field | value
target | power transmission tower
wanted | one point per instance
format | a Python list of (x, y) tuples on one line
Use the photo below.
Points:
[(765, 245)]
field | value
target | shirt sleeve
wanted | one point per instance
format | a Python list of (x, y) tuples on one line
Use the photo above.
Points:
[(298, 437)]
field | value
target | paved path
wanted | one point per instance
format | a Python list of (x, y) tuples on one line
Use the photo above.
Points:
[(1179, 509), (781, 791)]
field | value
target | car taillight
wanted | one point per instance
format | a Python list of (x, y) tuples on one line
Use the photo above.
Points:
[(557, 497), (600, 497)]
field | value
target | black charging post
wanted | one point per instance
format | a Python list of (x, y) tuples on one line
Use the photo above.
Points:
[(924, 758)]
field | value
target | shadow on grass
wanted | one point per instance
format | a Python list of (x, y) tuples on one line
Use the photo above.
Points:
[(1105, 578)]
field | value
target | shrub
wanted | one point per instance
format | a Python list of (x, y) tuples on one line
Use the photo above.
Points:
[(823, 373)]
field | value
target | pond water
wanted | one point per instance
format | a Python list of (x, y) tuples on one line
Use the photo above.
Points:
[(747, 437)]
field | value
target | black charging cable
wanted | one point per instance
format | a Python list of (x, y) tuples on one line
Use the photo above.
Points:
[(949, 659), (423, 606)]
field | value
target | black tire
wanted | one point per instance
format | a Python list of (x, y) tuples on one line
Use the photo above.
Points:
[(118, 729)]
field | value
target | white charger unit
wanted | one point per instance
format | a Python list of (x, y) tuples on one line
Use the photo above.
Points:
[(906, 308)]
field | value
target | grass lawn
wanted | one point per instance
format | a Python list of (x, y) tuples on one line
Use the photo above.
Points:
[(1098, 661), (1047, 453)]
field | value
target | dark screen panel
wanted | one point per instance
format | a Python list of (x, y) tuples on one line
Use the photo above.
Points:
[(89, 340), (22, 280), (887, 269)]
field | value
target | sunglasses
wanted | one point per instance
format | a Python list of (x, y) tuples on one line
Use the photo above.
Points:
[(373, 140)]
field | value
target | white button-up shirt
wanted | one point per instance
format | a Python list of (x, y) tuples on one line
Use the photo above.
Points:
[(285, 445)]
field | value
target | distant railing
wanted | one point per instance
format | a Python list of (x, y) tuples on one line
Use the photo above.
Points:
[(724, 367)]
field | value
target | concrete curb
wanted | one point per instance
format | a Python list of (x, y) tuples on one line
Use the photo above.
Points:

+ + +

- Work required: Rewrite all of the material above, changing every "one point per instance" to "a single point for each instance" and keeping everything else as it is.

- Answer below:
field | value
target | power transmission tower
wanted | a single point for each instance
format | a Python list of (x, y) tuples on one line
Use the photo below.
Points:
[(765, 245)]
field | value
target | shirt sleeve
wanted | a single point for each instance
format | a Python list of (x, y) tuples on one line
Use the photo above.
Points:
[(298, 437)]
field | value
target | paved path
wanted | a single point for each instance
format | a Python list of (x, y) tuples on one line
Use the photo above.
Points:
[(1179, 509), (781, 791)]
field | value
target | car taillight
wanted | a single point for each instance
format | a Python list of (x, y) tuples on one line
Use the photo above.
Points:
[(557, 497), (600, 497)]
field | value
target | black charging post
wanted | a single point for each instance
format | a Python list of (x, y) tuples on one line
Use the photo above.
Points:
[(924, 758)]
field | value
target | shadow on grass
wanted | a single point for each instance
format | a Python list of (x, y) tuples on one line
Use the photo above.
Points:
[(1105, 578)]
field | value
target | shrub
wanted | a single point for each instance
format | a Python list of (x, y) tuples on one line
Use the photo above.
Points:
[(823, 373)]
field | value
target | pond water
wanted | a single point for each instance
format | a Python list of (x, y) tuples on one line
Use the photo above.
Points:
[(747, 437)]
field | value
target | black charging cable
wanted | a single point for each instance
format | a Python list of (x, y) tuples on one line
Use the photo above.
Points:
[(949, 659), (423, 606)]
field | value
target | black tire
wanted | a single point for each instance
format | a Python list of (x, y) tuples on one line
Use the photo above.
Points:
[(118, 729)]
field | value
target | white charger unit
wanted | a single point for each instance
format | a Python list of (x, y) tuples on one line
Use the photo above.
Points:
[(906, 308)]
field | value
target | grass lawn
wanted | a single point for each instance
format | a Python list of (x, y) tuples on one line
Use the photo above.
Points:
[(1098, 661), (1047, 453)]
field | value
target | dark screen panel
wanted | a single point for each instance
format | a Python list of (x, y) tuples on one line
Use the photo above.
Points:
[(89, 340), (22, 280), (887, 269)]
field | value
target | sunglasses
wanted | a single point for each instance
format | a Python list of (x, y) tuples on one line
Use the photo above.
Points:
[(373, 140)]
field | value
target | white button-up shirt
wanted | a single point for each instance
format | a Python list of (x, y) tuples on one line
Use the photo above.
Points:
[(285, 445)]
field | value
target | distant railing
wanted | a single point for each instance
format | a Python list of (x, y) tuples on one line
Use the photo above.
Points:
[(724, 367)]
field | value
target | concrete curb
wanted | a single point for each instance
format | a Python list of (x, y) tuples on one line
Use the photo above.
Points:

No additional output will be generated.